Text block
--- START ---

An algorithmically produced standard spelling edition needs to be read and manually corrected. Richard Proudfoot read through half a dozen plays and for each of them pointed out several dozen errors. Nearly all of these errors generated dozens or more corrections in other plays. If a dozen individuals follow Proudfoot’s example and report corrections to a handful of plays, the number of errors also found elsewhere will decline, but there will always be a need for proofreading such a version, especially for the consistent treatment of names.
What about Shakespeare?
Where is Shakespeare in the SHC corpus? He is not yet there at all, but will soon be in two formats. The Internet Shakespeare editions of the Folio and quartos are much superior to the TCP transcriptions, and they have additional features such as a careful keying of lines to the TLN numbers in Hinman’s composite Folio facsimile. A TEI P5 version of the Internet Shakespeare edition is underway, and I hope to integrate those into the SHC corpus.
As for a standard spelling of Shakespeare, I have worked with Michael Poston at the Folger Library on creating a TEI Simple version of the Folger editions of Shakespeare’s play. This version will integrate the linguistic annotation of the WordHoard Shakespeare into the Folger text. It will also integrate the Folio TLN numbers into its citation scheme so that you can move with a single click from any line in the standardized text to an image of the relevant Folio page.
Search environments for corpus-wide analysis
There are search environments that are user-friendly at the cost of restricting what you can look for. Other search environments support complex analyses, but presuppose skills that it may take weeks or months to become familiar with. Using any complex search environment may be easier than learning how to play the violin. But it is harder than learning how to ride a bicycle. WordHoard struck a nice balance between complexity and user-friendliness, but at the cost of a highly constrained environment that made it difficult to change or add to the underlying data.

--- END ---

Complete the following
1. Name every person mentioned in the passage on corpus editions and search environments.
2. Continue the passage on corpus editions and search environments, picking up after its final sentence.

Data listing
--- START ---

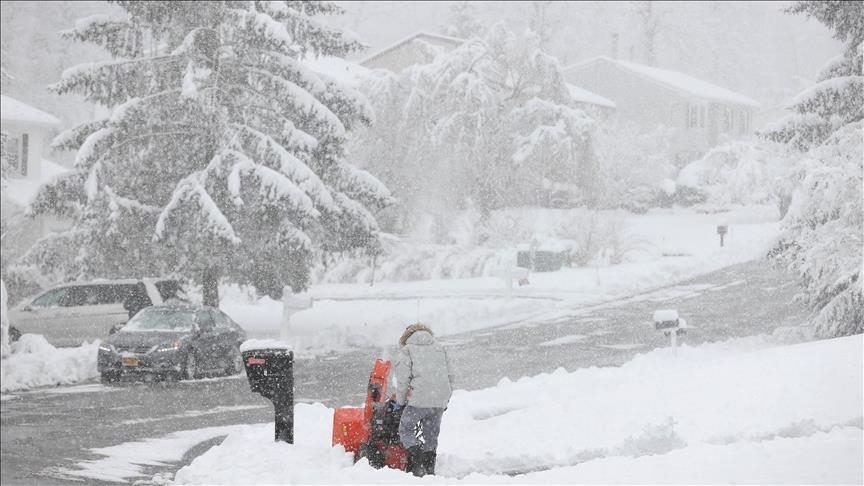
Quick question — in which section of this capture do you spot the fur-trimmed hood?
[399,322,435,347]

--- END ---
--- START ---

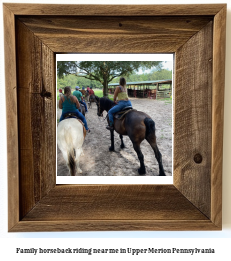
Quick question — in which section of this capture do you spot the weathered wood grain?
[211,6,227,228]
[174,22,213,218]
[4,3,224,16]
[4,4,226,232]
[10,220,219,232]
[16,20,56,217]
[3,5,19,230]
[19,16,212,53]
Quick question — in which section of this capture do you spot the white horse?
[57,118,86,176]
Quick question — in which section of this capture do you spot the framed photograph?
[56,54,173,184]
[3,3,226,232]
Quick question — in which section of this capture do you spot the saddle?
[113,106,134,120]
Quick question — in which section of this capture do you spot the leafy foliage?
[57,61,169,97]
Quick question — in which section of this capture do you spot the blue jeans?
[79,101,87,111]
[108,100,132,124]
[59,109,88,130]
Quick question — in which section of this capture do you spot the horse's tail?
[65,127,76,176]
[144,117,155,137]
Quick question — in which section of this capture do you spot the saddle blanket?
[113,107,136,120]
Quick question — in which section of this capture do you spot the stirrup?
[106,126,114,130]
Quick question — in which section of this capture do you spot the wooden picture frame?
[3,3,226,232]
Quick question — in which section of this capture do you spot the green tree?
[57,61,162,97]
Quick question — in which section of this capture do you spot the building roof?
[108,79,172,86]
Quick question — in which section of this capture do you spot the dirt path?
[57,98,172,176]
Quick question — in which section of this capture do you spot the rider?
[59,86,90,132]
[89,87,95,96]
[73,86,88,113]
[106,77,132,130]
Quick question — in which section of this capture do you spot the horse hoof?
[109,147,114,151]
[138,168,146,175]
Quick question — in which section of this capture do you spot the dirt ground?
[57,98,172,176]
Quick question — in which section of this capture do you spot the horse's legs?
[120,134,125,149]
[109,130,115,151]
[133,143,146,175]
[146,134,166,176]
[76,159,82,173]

--- END ---

Task-by-task answers
1. Richard Proudfoot, Shakespeare, Hinman, Michael Poston

2.
The BlackLab search engine developed by programmers at the Institute of Dutch Lexicology strikes me as the most promising tool for taking advantage of the query potential of a corpus that, like SHC, has been structurally encoded and linguistically annotated. It lets you look for for phrases that have the grammatical structure of “handsome, clever, and rich” or for words spoken by Ophelia in prose. It supports incremental indexing, which makes it easy to add texts, delete them, or swop one version of a text for another.
Phil Burns has created an experimental and simple interface to BlackLab at https://devadorner.northwestern.edu/corpussearch/. The TCP ECCO and Evans are searchable through it. You need to be careful about the finicky syntax of its search commands, and it helps to know a little about “regular expressions”, but the learning curve for the most common searches is measured in hours or days rather than weeks and months. And search results can be downloaded as tab separated files that you can import into Excel or similar programs for subsequent analysis. The SHC corpus is likely to be searchable via BlackLab fairly soon. It would take more than six months to build a user-friendly interface for BlackLab. But such an interface would be a wonderful tool for exploring the query potential of SHC and similar corpora.